■ **TO DO**
I would like you to transcribe all of the data exactly.

■ **SUPPLIED DATA**
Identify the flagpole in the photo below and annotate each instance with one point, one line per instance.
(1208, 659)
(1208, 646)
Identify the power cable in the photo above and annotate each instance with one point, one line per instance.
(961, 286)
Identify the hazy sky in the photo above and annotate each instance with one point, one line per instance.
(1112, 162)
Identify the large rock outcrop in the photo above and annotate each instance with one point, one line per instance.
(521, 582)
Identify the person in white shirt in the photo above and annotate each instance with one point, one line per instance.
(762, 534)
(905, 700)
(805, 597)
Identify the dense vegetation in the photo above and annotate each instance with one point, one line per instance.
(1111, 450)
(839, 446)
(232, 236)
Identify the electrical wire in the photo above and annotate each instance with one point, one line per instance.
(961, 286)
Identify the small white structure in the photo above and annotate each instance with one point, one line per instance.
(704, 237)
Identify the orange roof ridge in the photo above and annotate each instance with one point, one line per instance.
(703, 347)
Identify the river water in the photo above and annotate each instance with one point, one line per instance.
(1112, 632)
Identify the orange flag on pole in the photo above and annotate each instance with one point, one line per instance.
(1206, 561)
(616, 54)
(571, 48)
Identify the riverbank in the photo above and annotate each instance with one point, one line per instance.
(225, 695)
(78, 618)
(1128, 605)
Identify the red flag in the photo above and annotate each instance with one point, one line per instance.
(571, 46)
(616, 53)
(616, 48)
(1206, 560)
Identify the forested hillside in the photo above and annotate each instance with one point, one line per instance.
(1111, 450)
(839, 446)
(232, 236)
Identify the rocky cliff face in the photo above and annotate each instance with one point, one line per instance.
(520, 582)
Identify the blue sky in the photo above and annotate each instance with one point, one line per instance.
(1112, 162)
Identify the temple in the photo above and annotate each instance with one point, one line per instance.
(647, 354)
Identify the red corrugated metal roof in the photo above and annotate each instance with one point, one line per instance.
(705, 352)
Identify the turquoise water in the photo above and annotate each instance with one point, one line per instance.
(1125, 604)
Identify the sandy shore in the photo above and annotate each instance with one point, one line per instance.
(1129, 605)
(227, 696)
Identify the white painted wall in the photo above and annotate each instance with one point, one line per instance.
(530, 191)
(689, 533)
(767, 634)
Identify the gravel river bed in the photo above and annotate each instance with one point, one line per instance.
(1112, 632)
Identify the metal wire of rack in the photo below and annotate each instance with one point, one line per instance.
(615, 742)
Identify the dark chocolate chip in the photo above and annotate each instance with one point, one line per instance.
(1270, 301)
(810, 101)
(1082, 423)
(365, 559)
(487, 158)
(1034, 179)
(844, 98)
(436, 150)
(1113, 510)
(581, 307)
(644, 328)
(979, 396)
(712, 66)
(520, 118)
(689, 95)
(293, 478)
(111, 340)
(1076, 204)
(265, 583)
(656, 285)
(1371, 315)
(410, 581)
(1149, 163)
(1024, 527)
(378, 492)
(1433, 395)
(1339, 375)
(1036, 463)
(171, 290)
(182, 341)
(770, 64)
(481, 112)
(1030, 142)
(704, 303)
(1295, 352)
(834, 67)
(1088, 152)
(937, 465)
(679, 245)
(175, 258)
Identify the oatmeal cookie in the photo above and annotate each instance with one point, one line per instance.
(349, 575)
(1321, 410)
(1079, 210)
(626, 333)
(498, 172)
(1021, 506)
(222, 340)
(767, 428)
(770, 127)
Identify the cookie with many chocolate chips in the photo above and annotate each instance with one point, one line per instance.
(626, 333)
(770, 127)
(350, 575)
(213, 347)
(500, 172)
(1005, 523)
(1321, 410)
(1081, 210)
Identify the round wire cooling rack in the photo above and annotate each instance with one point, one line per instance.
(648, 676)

■ **TASK RESULT**
Identify the flagpole in the photo below and annotate each instance with one point, one line per instance.
(1208, 659)
(1208, 646)
Identify the power cable in the photo above and annotate each instance with one point, one line per instance.
(961, 286)
Identify the hazy sky in the photo above and annotate each instance with one point, one line per instance.
(1112, 162)
Identify the large rock outcrop in the photo above and annotate each instance with one point, one line per instance.
(521, 582)
Identify the person in white shirt in the photo above and annotate each instance with one point, one line per instance.
(762, 534)
(905, 700)
(805, 597)
Identify the dense vegetation in the photo above and annotate each instance with one point, one line per instance.
(1111, 450)
(839, 446)
(232, 236)
Identify the electrical wire in the photo above and annotate each instance with one point, one line per instance.
(961, 286)
Identify the small white structure in the photo above and annotate each instance with one point, one line per instance.
(704, 237)
Identify the orange roof ridge in the photo above and annotate each instance with one point, one line per instance.
(703, 347)
Identify the river water in the photo above and annotate each instance with one point, one line per instance.
(1112, 632)
Identify the orange flag on pole in the photo above and annotate each instance with one point, one line per instance.
(1206, 561)
(616, 54)
(571, 48)
Identify the riverbank in the photo above and annotate each instance with one point, one line per instance.
(225, 695)
(78, 618)
(1128, 605)
Identify the red flag in the photo above and annotate each instance with one point, one line per instance.
(571, 46)
(616, 53)
(616, 48)
(1206, 560)
Identify the forested hillside in the photo above and annotate each instance with one point, one line per instance.
(1111, 450)
(839, 446)
(232, 236)
Identify the rocky cliff face in the photo above and annotate each instance with one point, one line per instance.
(520, 582)
Identify the blue sky in the photo above and annotate each instance with one point, one line per instance.
(1112, 162)
Identify the temple in the photo above and annotate each instance with one point, one line per instance.
(647, 354)
Identify the red corrugated metal roof in the photo above and annotate each instance with one point, one line per instance.
(705, 352)
Identify the turquoise water in the photo above and annotate each instance with one point, one line per instance.
(1125, 604)
Identify the sandy shore in the photo above and annotate each instance with one point, one line per instance.
(1129, 605)
(227, 696)
Identify the white painted wall in the photo above and annotate each instance with one point, one line per instance.
(530, 191)
(689, 533)
(767, 634)
Identify the gravel river bed in the photo above and annotate each instance with one point, one line per instance.
(1112, 632)
Identify the metal wire of rack in the photo below and annotate each instance with one point, one line per instance.
(615, 742)
Identify the dark chocolate chip in the photo above and annotate each instance with one point, one line per instance.
(1270, 301)
(810, 101)
(1082, 423)
(365, 559)
(487, 158)
(1034, 179)
(844, 98)
(436, 150)
(1113, 510)
(581, 307)
(644, 328)
(979, 396)
(712, 66)
(520, 118)
(689, 95)
(293, 478)
(111, 340)
(1076, 204)
(265, 583)
(656, 285)
(1371, 315)
(410, 581)
(1149, 163)
(1024, 527)
(378, 492)
(1433, 395)
(1339, 375)
(1036, 463)
(171, 290)
(182, 341)
(770, 64)
(481, 112)
(1030, 142)
(704, 303)
(1295, 352)
(834, 67)
(1088, 152)
(937, 465)
(679, 245)
(175, 258)
Identify the oatmeal cookie in the photo above and annotate each instance with one point, one line per instance.
(349, 575)
(1321, 410)
(1079, 210)
(626, 333)
(498, 172)
(1021, 506)
(222, 340)
(767, 428)
(770, 127)
Identify the cookie with many chocolate chips in the photo above and annotate each instance with one point, one line per instance.
(626, 333)
(770, 127)
(350, 575)
(213, 347)
(500, 172)
(1005, 523)
(1321, 410)
(1081, 210)
Identify the round wire cooling rack in the photo above and annotate each instance with one point, one line per instance.
(648, 676)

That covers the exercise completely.